··· Исходный текст

Сменцеву в романе противостоит эсер Михаил, тоже пытающийся синтезировать религию с революцией. Они конкурируют за женщину, но идейные их различия остаются непроявленными. Известно лишь, что Михаил, разочарованный в терроре как таковом, пошел в народ и сделался странником-богомольцем. При этом автор специально подчеркивает, что Михаил пошел бродить не с сектантами, а с православными; в этом одно из немногих его отличий от Сменцева, который, наоборот, агитировал среди сектантов. Гиппиус прямолинейно подчеркивает положительные качества Михаила и отрицательные - Сменцева; но без наполнения идеологическим содержанием конфликт не работает, и самым живым персонажем оказывается, как обычно, отрицательный герой. Вообще, конфликт Романа-Царевича свидетельствует о разочаровании Гиппиус в русском сектантстве, но также и в отсутствии новых идей, которыми можно было заменить старые, испробованные еще Щаповым.

В 1910-е годы Мережковские были близки лидерам партии социалистов-революционеров, которая играла центральную и трагическую роль в русской революции. Керенский был их частым гостем, Савинков - личным другом и литературным протеже, Чернов писал на романы Гиппиус сочувственные рецензии. Нечасто в России большие писатели были так близки к верховной власти, как Гиппиус и Мережковский - к деятелям Временного правительства. Мережковские несомненно стремились снабдить этих людей своим пониманием момента, своей конструкцией отношений между религией и революцией. В общем надо признать, что в их художественных текстах видна та же пустота исторического видения, которая проявилась в деятельности их друзей - эсеров, когда они привели свою партию к верховной власти.

······

_Задания для выполнения_
1. Пожалуйста, перечислите деятелей партии социалистов-революционеров, которых текст о Гиппиус и Мережковском называет по фамилии как близких Мережковским.
2. Перепишите из текста о Гиппиус и Мережковском дословно отрывок, который начинается словами "В 1910-е годы" и продолжается до слов "к верховной власти." включительно.

··· Фрагменты данных

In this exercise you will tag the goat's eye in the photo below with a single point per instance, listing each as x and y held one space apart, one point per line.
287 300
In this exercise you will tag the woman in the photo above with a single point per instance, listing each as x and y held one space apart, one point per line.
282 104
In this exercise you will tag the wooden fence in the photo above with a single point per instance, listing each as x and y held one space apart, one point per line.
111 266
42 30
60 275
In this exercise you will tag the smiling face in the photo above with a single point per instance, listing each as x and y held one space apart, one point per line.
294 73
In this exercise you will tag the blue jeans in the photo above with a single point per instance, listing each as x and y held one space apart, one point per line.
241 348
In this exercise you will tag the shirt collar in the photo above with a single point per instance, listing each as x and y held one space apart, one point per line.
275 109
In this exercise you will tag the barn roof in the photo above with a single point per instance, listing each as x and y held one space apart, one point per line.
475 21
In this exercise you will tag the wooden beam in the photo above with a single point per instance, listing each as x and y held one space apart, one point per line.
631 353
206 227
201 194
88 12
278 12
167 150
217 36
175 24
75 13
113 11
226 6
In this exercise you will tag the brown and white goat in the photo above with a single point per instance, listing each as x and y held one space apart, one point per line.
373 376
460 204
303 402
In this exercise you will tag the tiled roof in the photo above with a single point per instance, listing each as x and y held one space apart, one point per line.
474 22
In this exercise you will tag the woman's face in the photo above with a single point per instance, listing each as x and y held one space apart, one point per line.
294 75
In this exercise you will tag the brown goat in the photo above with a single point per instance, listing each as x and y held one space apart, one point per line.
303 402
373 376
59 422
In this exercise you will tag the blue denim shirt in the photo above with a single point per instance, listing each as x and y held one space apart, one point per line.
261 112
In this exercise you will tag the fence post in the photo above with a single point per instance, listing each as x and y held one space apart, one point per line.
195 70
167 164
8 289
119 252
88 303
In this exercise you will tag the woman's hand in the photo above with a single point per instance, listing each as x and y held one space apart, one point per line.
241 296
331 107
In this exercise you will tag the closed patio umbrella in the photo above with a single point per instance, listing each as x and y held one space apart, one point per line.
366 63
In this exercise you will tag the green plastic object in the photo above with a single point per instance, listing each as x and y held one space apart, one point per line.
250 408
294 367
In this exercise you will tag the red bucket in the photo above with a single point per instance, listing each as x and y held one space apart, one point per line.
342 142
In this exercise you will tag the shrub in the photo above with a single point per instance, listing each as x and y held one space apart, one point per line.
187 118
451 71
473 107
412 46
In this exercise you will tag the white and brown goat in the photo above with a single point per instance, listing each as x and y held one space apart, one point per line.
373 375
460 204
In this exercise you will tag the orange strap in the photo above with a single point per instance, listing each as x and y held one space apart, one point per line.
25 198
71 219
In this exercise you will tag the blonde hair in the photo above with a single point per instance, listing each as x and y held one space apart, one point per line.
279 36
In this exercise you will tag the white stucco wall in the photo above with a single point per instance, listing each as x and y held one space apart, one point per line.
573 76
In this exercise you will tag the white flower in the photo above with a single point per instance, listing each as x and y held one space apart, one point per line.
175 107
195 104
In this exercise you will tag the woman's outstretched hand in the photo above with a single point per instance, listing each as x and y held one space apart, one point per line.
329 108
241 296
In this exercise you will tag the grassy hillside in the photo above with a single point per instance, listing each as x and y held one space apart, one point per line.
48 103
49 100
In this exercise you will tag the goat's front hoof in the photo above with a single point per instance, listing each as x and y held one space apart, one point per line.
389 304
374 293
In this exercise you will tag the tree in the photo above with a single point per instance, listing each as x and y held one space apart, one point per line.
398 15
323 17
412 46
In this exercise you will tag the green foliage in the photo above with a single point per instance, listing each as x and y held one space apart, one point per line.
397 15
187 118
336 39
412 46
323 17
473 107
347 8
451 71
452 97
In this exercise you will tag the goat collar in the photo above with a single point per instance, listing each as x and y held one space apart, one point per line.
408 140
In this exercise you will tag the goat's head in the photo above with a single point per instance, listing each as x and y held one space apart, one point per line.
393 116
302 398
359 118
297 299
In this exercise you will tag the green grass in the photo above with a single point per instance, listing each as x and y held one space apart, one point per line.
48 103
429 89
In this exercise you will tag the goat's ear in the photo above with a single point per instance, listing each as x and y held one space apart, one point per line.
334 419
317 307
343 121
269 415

······

_Ответы по заданиям_
1. Керенский, Савинков, Чернов

2.
В 1910-е годы Мережковские были близки лидерам партии социалистов-революционеров, которая играла центральную и трагическую роль в русской революции. Керенский был их частым гостем, Савинков - личным другом и литературным протеже, Чернов писал на романы Гиппиус сочувственные рецензии. Нечасто в России большие писатели были так близки к верховной власти, как Гиппиус и Мережковский - к деятелям Временного правительства. Мережковские несомненно стремились снабдить этих людей своим пониманием момента, своей конструкцией отношений между религией и революцией. В общем надо признать, что в их художественных текстах видна та же пустота исторического видения, которая проявилась в деятельности их друзей - эсеров, когда они привели свою партию к верховной власти.